TASK GOAL: Set down the listing exactly as given, minus images.
*** MATERIAL FOR THIS TASK
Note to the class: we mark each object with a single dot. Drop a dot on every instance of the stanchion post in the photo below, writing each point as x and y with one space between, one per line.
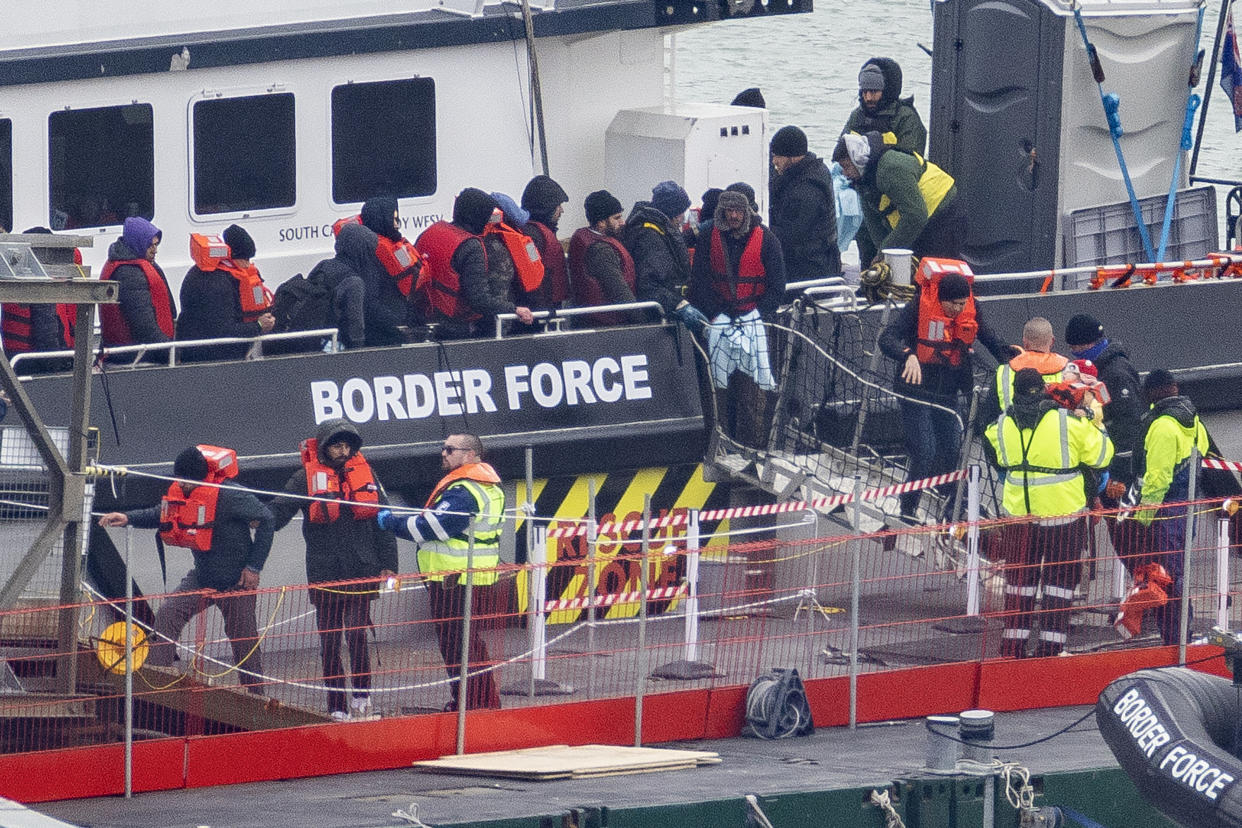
692 561
463 673
1184 592
534 608
589 591
855 592
1222 571
973 592
643 581
129 668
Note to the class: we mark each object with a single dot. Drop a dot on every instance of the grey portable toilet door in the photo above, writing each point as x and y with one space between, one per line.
1009 132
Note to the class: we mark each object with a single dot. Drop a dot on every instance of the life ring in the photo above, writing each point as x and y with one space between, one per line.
1173 731
111 647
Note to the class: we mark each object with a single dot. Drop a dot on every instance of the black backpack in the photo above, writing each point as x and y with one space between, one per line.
302 304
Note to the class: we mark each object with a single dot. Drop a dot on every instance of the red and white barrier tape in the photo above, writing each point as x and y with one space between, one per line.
677 519
657 594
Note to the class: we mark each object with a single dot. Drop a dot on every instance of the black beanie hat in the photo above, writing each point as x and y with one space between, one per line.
747 190
789 142
709 198
378 214
240 243
601 205
953 287
543 195
190 464
1083 329
1159 384
473 209
1028 381
752 97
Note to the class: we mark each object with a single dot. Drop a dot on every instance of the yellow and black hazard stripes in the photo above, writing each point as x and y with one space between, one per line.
619 497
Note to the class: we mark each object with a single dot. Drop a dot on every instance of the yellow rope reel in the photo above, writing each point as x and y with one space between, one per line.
111 647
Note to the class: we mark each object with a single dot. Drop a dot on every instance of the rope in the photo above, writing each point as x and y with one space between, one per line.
877 284
882 801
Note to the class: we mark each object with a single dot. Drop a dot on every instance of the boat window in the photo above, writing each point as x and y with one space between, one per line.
101 165
383 139
5 175
244 154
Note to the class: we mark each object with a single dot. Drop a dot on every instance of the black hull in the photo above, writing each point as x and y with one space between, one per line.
1166 728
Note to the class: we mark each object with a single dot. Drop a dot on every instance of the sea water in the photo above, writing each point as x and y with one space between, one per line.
807 68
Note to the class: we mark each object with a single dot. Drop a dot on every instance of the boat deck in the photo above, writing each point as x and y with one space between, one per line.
835 759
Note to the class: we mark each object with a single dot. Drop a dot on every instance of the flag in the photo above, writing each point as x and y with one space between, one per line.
1231 71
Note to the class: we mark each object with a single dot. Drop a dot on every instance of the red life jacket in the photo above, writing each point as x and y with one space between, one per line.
557 283
116 329
211 253
943 340
439 286
527 262
752 281
18 333
586 288
188 519
400 258
355 483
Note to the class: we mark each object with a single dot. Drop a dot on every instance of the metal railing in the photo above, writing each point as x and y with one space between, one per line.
554 318
172 348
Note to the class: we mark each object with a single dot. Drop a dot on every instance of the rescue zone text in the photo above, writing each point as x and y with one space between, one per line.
415 396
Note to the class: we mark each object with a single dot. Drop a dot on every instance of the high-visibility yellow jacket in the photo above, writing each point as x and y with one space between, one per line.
1043 464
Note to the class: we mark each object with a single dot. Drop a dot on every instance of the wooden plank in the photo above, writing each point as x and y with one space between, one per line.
560 761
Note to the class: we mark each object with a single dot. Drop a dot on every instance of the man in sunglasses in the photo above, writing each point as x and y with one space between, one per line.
468 494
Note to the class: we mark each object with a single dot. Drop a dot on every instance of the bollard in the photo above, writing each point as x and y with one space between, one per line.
942 751
898 260
976 729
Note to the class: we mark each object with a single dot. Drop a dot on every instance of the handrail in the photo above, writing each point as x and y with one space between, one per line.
554 315
172 346
814 283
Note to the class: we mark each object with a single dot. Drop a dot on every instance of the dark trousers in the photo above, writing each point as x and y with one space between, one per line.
1035 554
239 612
745 411
933 442
343 615
447 607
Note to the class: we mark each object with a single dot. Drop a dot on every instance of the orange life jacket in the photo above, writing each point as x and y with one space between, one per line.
211 253
112 323
439 286
16 329
1150 591
943 340
588 291
400 258
557 278
355 482
752 281
527 262
188 519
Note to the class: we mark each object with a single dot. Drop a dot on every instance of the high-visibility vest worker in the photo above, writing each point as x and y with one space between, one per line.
1048 365
1042 463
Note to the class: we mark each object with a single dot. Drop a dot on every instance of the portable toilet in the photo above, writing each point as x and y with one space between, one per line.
1016 119
699 145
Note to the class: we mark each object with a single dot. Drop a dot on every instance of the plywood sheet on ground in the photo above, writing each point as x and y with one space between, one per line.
562 761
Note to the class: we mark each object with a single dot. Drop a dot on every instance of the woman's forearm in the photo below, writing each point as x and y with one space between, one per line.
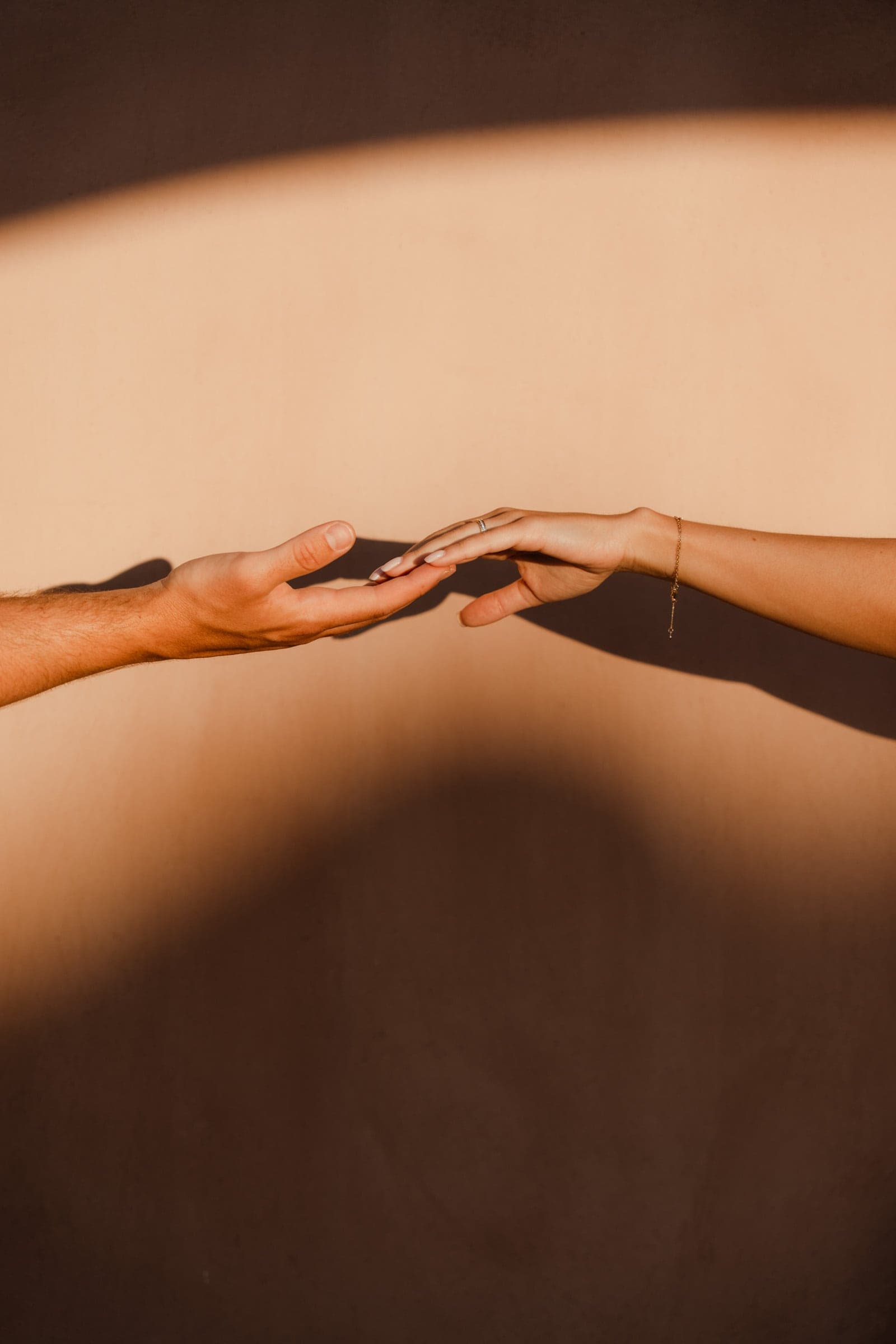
******
RESPONSE:
Note to the class: we mark each object with a single dot. Drop a dot on every instance of the stanchion post in the photo below, writing each point as x and y with one space between, one per line.
692 561
463 673
1184 592
534 608
589 591
855 592
1222 571
973 592
643 581
129 668
Note to the class: we mark each object with a single dot. Drop a dot on every instance of the grey portable toilet door in the photo above, writing each point as x and y with one space between, one per line.
1009 132
Note to the class: we mark each object with a single dot. Drop a dot on every instance of the life ring in the photo above, writing each point as x and y with one space between, one per line.
1173 731
111 647
Note to the class: we mark each object with a single dot. Drop a dot on every instance of the black backpack in the photo above, writing each point as x and y with one space between, one per line.
302 304
Note to the class: we mark each object with a single dot. Drop a dot on every instance of the red and white barrier tape in the photo above, writing each point as x and y with one space between, one per line.
677 519
657 594
Note to the class: we mark each object with a single dot. Drop a dot on every instance of the black beanie hat in the photo above, writing each point as x and y with one space between, one per line.
747 190
789 142
709 198
378 214
240 243
601 205
953 287
543 195
190 464
1083 329
1159 384
473 209
1028 381
752 97
Note to the class: we mark each object with a single dot. Drop a dot on every instance of the yellow and black hazard stripes in the photo above, writing each point as x and y with one space between, one per line.
619 497
Note to the class: we mark each object with a single dot. Drop a dot on every instance of the yellow rope reel in the photo above, writing each point as x and y with one space between, one per line.
111 647
Note to the class: we mark each object with a single dot. Drop a dot on every instance of the rope in the photo above, writing each point as x and y with one space between, one per line.
877 284
882 801
Note to the class: we mark each object with a single dot. Drop a dot on every instance of the boat window in the photo above, writing each point as x and y with one space between, one per line.
101 165
383 139
5 175
244 154
Note to the class: we mark each object with a single dot. Drop a dot on every instance of the black hull in the photo above, writing each point as x and y with one space between, one per line.
1166 728
Note to the class: we mark each object with a single dot. Drop a dot on every instance of the sea water in the photo above, writing each point as x and y with one space between, one per line.
807 68
Note to the class: we mark each object with a single dot. Drop a dot on every instance of the boat deck in the photo above, writing each point as x and y with one space between, one per line.
835 759
Note to the class: we mark each object with a single dot. Drop a dot on every instance of the flag in the photo above, writing each point as x and y with one space between, one per line.
1231 71
Note to the class: we mark each object with a single dot. Drop a dot on every instance of the red life jacket in the photo above, writing each point as x and y with one space between, one per line.
557 283
116 329
211 253
943 340
439 286
527 262
752 281
18 333
586 288
188 519
400 258
355 483
Note to the class: we mark each object with a single dot. Drop a dot on every instance of the metal railing in the photo above, writing each point as x and y with one space between, one per line.
554 318
172 348
Note to the class: we mark each object with a single dot. Drop a dot on every instance of the rescue zone text in the photo above, writing each point as x and y with one space between, one per line.
415 396
Note to the class: we mark each object with a single dot. Drop a dot on every instance of the high-visibility yellow jacket in the photo above, writing each point as x and y with one space between, one per line.
1043 464
Note to the class: we mark each object with a single dot. Drop a dot on every instance of the wooden plank in the photo above, writing each point as x and y with one space between, one per line.
560 761
Note to the class: we mark each object with a single dot. Drop a dot on every instance of the man in sunglasses in the photo above, writing each point as x and y with one space between, one per line.
468 494
Note to the class: we mark each object with a single dot. Drop a dot on every instance of the bollard in the photo above, writing each point as x and y with one space between, one per line.
942 751
898 260
976 729
Note to the class: we mark each object with a single dot. Drop a dot on every instance of the handrail in the photo above, writing each point as x and y with one space between, one per line.
554 315
172 346
814 283
Note to the class: we mark each object with a single dot. Drop a dot on every instance of the dark trousers in the photo above, writing each point as x and y with one space between, one per line.
1035 554
239 612
745 411
933 442
343 615
447 607
Note to the class: we mark each object with a single dot. Drop a dot on every instance of the orange life jacket in the photo above, writing each point as x and y with one space between, one per line.
211 253
112 323
439 286
16 329
1150 591
943 340
588 291
400 258
557 278
355 482
752 281
527 262
188 519
Note to the class: we mark each object with a single dot. Drop a dot on every instance of the high-visibility vest worker in the photo above, writing each point as x and y with one space between, one per line.
1048 365
1042 463
Note to the class: we mark each object with a single dot. Drop a dot on every instance of the portable toilet in the photo above, writing each point as x and y with one space between, one per line.
1016 119
699 145
Note to the class: we mark each object with a single dot. Drop a dot on every instance of the plywood sheet on ground in the photo above, writing each point as x and y with one space between, one per line.
562 761
Note to the class: we mark each object with a single dot. Drop a dot on every instance of the woman's forearm in the photo below, writing each point as x and y with one space between, one per line.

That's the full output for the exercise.